== Segment start ==
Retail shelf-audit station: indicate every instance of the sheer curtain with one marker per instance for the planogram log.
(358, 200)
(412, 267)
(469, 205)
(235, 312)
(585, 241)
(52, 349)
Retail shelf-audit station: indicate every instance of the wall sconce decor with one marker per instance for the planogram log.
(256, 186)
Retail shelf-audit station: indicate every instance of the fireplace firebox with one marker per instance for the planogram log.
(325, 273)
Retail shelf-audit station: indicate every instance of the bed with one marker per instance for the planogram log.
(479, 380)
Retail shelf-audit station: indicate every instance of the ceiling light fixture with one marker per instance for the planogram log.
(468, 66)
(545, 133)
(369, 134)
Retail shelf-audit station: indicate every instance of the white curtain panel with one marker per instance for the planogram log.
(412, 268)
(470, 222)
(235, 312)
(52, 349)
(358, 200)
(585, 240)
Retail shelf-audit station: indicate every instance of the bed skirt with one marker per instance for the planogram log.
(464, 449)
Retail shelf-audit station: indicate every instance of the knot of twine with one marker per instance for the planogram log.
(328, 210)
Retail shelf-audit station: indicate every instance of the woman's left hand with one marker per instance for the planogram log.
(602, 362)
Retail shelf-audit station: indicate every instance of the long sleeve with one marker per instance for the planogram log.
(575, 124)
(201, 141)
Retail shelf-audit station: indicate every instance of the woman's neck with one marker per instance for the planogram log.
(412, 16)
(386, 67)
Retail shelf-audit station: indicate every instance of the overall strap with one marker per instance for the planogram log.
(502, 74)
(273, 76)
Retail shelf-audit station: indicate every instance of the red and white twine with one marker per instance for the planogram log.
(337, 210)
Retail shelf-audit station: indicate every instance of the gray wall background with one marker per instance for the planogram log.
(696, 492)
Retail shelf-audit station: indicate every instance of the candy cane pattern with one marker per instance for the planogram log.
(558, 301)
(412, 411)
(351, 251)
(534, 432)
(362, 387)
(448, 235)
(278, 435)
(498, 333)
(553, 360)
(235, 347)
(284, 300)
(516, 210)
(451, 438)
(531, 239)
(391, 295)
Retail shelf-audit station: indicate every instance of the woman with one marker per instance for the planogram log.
== Segment end ==
_Task prompt_
Once you have read the records above, set every one of them down again exactly.

_Exercise solution_
Retail shelf-audit station: indicate every instance of the sheer curtain with one marker per instance for the planogram log.
(358, 200)
(412, 267)
(469, 205)
(235, 312)
(585, 241)
(52, 349)
Retail shelf-audit station: indicate every instance of the wall sconce decor with one marker per instance for the planogram log.
(256, 186)
Retail shelf-audit station: indicate every instance of the fireplace firebox with one marker per instance for the planogram log.
(325, 273)
Retail shelf-audit station: indicate every instance of the bed with one marker per instance for the planogram log.
(479, 380)
Retail shelf-audit station: indicate every instance of the ceiling light fixture with one marker per instance for the planogram log.
(468, 66)
(545, 133)
(369, 134)
Retail shelf-audit station: indicate every instance of the white curtain panel with one marker per instance for the planogram log.
(412, 268)
(470, 222)
(235, 312)
(52, 349)
(358, 200)
(585, 240)
Retail shelf-audit station: indicate every instance of the bed skirt with one marker per instance for the planogram log.
(464, 449)
Retail shelf-audit station: indicate every instance of the knot of twine with one marker per instance for the planogram log.
(328, 210)
Retail shelf-audit station: indicate every instance of the woman's left hand with one marker per instance for the planogram log.
(602, 362)
Retail shelf-audit station: indicate every instance of the long sleeve with one marker per instance for the planogram log.
(575, 124)
(201, 141)
Retail shelf-audit station: indicate every instance of the woman's neck with one marker per instance for the planogram log.
(412, 16)
(386, 67)
Retail shelf-audit station: indicate every instance of the overall strap with one marker per instance for the planogram log.
(502, 74)
(273, 76)
Retail shelf-audit station: indicate every instance of the red and white twine with one marker per instance for the planogram log.
(337, 210)
Retail shelf-audit station: indicate every instance of the gray wall background with one marker per instance for the planogram log.
(696, 492)
Retail shelf-audit station: indicate every instance of the candy cane pattern with one marker per instance for the planogram log.
(558, 301)
(412, 411)
(351, 251)
(534, 432)
(362, 387)
(448, 235)
(278, 435)
(498, 333)
(553, 360)
(235, 347)
(284, 300)
(516, 210)
(451, 438)
(531, 239)
(391, 295)
Retail shelf-audit station: indicate every instance of the woman with one marker per instance for the planogram log.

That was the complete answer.